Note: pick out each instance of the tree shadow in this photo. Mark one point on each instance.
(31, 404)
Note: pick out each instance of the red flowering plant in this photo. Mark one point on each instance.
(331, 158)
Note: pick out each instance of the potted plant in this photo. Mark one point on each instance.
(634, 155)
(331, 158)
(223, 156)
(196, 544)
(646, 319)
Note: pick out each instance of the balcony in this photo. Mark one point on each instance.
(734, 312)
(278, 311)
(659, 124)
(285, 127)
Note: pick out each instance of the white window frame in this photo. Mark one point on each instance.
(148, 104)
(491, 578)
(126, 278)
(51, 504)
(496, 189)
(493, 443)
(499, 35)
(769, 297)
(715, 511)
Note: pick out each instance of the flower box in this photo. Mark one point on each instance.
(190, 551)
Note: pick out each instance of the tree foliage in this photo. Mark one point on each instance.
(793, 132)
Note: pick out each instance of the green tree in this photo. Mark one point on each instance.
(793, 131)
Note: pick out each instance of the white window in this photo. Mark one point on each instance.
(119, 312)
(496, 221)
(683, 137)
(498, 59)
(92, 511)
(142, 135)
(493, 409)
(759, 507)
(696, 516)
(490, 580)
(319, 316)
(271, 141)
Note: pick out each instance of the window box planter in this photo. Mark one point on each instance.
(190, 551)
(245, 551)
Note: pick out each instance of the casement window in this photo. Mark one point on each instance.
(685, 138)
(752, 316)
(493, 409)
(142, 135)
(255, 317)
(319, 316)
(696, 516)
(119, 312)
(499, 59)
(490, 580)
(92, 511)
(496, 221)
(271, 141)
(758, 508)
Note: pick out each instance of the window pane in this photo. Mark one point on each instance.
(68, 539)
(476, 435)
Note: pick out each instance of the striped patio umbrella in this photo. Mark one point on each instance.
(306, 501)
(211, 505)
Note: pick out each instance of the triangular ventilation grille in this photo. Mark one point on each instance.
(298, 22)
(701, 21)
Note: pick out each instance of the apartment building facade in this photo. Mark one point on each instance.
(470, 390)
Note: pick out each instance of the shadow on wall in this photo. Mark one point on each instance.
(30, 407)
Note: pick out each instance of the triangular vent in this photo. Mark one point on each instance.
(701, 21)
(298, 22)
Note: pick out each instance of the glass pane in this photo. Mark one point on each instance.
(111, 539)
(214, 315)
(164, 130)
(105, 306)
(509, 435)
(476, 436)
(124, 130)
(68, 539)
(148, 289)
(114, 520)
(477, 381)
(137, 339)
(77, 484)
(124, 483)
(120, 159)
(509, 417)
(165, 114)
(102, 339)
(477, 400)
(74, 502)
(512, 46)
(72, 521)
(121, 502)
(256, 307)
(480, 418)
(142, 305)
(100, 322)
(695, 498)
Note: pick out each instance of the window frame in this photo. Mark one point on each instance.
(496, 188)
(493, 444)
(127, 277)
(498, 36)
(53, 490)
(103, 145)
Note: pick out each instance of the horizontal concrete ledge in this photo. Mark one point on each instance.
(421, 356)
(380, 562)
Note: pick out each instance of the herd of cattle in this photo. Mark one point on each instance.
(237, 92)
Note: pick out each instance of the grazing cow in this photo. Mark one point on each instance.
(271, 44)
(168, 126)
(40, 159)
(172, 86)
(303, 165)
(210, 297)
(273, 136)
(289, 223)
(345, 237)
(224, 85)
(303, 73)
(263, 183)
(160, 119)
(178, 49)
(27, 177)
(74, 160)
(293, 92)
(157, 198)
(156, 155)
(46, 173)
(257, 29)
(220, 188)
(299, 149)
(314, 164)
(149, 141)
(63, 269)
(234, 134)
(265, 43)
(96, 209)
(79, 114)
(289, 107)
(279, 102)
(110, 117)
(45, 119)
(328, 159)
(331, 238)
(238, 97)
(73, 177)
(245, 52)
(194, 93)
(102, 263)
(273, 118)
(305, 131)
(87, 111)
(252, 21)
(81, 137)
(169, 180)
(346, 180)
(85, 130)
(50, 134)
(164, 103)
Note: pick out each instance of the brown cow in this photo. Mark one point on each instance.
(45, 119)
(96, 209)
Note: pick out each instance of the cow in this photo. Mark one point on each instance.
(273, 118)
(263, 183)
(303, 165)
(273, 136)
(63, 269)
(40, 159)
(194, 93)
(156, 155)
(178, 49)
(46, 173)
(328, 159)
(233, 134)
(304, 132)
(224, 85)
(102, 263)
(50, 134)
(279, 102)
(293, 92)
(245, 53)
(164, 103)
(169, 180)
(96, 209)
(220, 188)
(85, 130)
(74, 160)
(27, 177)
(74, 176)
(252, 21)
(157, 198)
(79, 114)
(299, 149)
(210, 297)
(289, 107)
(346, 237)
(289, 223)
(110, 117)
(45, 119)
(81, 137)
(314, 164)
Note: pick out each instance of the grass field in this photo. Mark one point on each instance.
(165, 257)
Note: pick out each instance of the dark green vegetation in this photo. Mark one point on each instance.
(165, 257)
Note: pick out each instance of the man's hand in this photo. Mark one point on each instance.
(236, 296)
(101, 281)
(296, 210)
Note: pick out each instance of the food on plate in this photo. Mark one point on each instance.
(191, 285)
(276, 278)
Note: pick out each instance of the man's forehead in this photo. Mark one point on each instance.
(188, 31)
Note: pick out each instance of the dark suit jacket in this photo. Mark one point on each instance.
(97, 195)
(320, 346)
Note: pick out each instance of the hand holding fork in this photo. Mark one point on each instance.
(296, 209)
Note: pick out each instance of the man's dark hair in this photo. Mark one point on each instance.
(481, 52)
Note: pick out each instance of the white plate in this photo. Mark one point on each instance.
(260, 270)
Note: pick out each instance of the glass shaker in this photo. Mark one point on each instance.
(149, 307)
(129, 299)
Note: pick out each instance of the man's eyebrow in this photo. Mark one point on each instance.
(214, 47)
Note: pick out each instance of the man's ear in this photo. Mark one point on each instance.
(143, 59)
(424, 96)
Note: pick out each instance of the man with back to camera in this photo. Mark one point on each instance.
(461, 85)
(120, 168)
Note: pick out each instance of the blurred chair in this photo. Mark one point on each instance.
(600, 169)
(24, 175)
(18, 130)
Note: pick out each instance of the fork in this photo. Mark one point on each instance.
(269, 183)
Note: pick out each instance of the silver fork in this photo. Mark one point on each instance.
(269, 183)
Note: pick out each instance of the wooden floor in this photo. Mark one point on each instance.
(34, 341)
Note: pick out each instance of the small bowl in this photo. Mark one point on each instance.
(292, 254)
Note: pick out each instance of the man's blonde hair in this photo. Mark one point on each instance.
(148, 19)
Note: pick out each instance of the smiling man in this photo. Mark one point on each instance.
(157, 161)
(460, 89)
= = = = =
**TASK ITEM**
Would you copy out all of the entries exactly?

**SOLUTION TO THE EXERCISE**
Note: pick out each instance of the tree shadow in this photo. Mark one point on each instance.
(31, 404)
Note: pick out each instance of the red flowering plant in this photo. Mark one point on each instance.
(331, 158)
Note: pick out each instance of the potted plant in this photo. Mark one point on each instance.
(634, 155)
(331, 158)
(223, 156)
(196, 544)
(646, 319)
Note: pick out each instance of the balcony in this photo. Mark one point on each instance.
(734, 312)
(278, 311)
(659, 124)
(285, 127)
Note: pick out each instance of the white window frame in this photo. Mark one point on each instance.
(148, 104)
(491, 578)
(126, 278)
(51, 504)
(496, 189)
(493, 443)
(499, 35)
(769, 297)
(715, 511)
Note: pick out each instance of the flower box in this photo. Mark one point on each instance.
(190, 551)
Note: pick out each instance of the tree foliage in this photo. Mark one point on each instance.
(793, 132)
Note: pick out each instance of the green tree in this photo. Mark one point on each instance.
(793, 131)
Note: pick out each instance of the white window in this photo. Mark one point on each instance.
(119, 312)
(496, 221)
(683, 137)
(498, 59)
(92, 511)
(142, 135)
(493, 409)
(759, 507)
(696, 516)
(490, 580)
(319, 316)
(271, 141)
Note: pick out each instance of the window box planter in this photo. Mark one point on each instance.
(190, 551)
(245, 551)
Note: pick out each instance of the casement window in this photo. Mark one point on each instance.
(685, 138)
(752, 316)
(493, 409)
(142, 135)
(255, 317)
(319, 316)
(696, 516)
(119, 312)
(499, 59)
(490, 580)
(92, 511)
(496, 221)
(271, 141)
(758, 508)
Note: pick out each instance of the window pane in this photo. Mark one point on each instance.
(68, 539)
(476, 435)
Note: pick out each instance of the striped patio umbrella in this photo. Mark one point on each instance.
(306, 501)
(211, 505)
Note: pick out each instance of the triangular ventilation grille in this photo. Mark one point on each instance.
(298, 22)
(701, 21)
Note: pick out each instance of the apartment building facade in this photo. Mark one point on each instance.
(470, 390)
Note: pick out each instance of the shadow on wall in this photo. Mark one point on each instance.
(30, 407)
Note: pick out each instance of the triangular vent in this photo. Mark one point on each instance.
(701, 21)
(298, 22)
Note: pick out each instance of the glass pane in this photo. Mark one point on each instance.
(111, 539)
(214, 315)
(164, 130)
(105, 306)
(509, 435)
(476, 436)
(124, 130)
(68, 539)
(148, 289)
(114, 520)
(477, 381)
(137, 339)
(77, 484)
(124, 483)
(120, 159)
(509, 417)
(165, 114)
(102, 339)
(477, 400)
(74, 502)
(512, 46)
(72, 521)
(121, 502)
(256, 307)
(480, 418)
(142, 305)
(100, 322)
(695, 498)
Note: pick out each instance of the window frame in this photo. Mark one point on each instance.
(496, 188)
(493, 444)
(127, 277)
(498, 36)
(53, 490)
(103, 145)
Note: pick out each instance of the horizontal concrete ledge in this photo. Mark one point on each instance.
(421, 356)
(380, 562)
Note: pick out each instance of the herd of cattle in this photo. Mark one point on each instance.
(237, 92)
Note: pick out each instance of the grazing cow in this photo. Mark one point on each instance.
(271, 44)
(168, 126)
(40, 159)
(172, 86)
(303, 165)
(210, 297)
(273, 136)
(289, 223)
(345, 237)
(224, 85)
(303, 73)
(263, 183)
(160, 119)
(178, 49)
(27, 177)
(74, 160)
(293, 92)
(157, 198)
(156, 155)
(46, 173)
(257, 29)
(220, 188)
(299, 149)
(314, 164)
(149, 141)
(63, 269)
(234, 134)
(265, 43)
(96, 209)
(79, 114)
(289, 107)
(279, 102)
(110, 117)
(45, 119)
(328, 159)
(331, 238)
(238, 97)
(73, 177)
(245, 52)
(194, 93)
(102, 263)
(273, 118)
(305, 131)
(87, 111)
(252, 21)
(81, 137)
(169, 180)
(346, 180)
(85, 130)
(50, 134)
(164, 103)
Note: pick out each instance of the brown cow in this photo. Mark one point on each instance.
(45, 119)
(96, 209)
Note: pick out each instance of the cow in this photo. Mark one point on each instance.
(273, 118)
(263, 183)
(303, 165)
(273, 136)
(63, 269)
(40, 159)
(194, 93)
(156, 155)
(178, 49)
(46, 173)
(328, 159)
(233, 134)
(304, 132)
(224, 85)
(102, 263)
(50, 134)
(279, 102)
(293, 92)
(245, 53)
(164, 103)
(169, 180)
(96, 209)
(220, 188)
(85, 130)
(74, 160)
(27, 177)
(74, 176)
(252, 21)
(157, 198)
(79, 114)
(299, 149)
(210, 297)
(289, 107)
(346, 237)
(289, 223)
(110, 117)
(45, 119)
(81, 137)
(314, 164)
Note: pick out each instance of the grass field in this photo. Mark one point on each instance.
(165, 257)
Note: pick out each instance of the dark green vegetation in this photo. Mark one point on each instance.
(165, 257)
Note: pick out each instance of the man's hand in this photo. Mark one point on each instance.
(236, 296)
(101, 281)
(296, 210)
Note: pick out each instance of the food on plate in this photo. Mark one point on each instance.
(191, 285)
(276, 278)
Note: pick out each instance of the man's forehead in this photo. Mark one point on each instance.
(188, 31)
Note: pick out each instance of the dark suit jacket in this photo. Mark one point on each instance.
(97, 195)
(320, 346)
Note: pick out each instance of the hand holding fork in this photo. Mark one point on each instance.
(296, 209)
Note: pick out each instance of the man's dark hair in this photo. Mark one point on each instance.
(481, 52)
Note: pick out each instance of the white plate in this photo. Mark one point on each instance.
(260, 270)
Note: pick out each instance of the glass shaker in this photo. Mark one point on each instance.
(149, 307)
(129, 299)
Note: pick out each instance of the man's eyebrow in this photo. Mark one point on each instance.
(214, 47)
Note: pick out each instance of the man's ear in this photo. Mark one point on each instance.
(143, 59)
(424, 96)
Note: pick out each instance of the man with back to camera in this photo. Mark one point on each instance.
(461, 85)
(120, 168)
Note: pick out each instance of the blurred chair in this photo. Mark one point on each instance.
(600, 169)
(24, 175)
(18, 130)
Note: pick out each instance of the fork in this photo. Mark one point on each instance.
(269, 183)
Note: pick out each instance of the silver fork in this photo. Mark one point on each instance.
(269, 183)
Note: pick out each instance of the wooden floor in this photo. Mark one point on each instance.
(34, 341)
Note: pick out each instance of the small bowl in this photo. Mark one point on each instance.
(292, 254)
Note: pick out each instance of the man's blonde hair in this photo. Mark one point on each instance.
(148, 19)
Note: pick out each instance of the smiling man in this photo. Mark one point on each instance.
(157, 161)
(460, 89)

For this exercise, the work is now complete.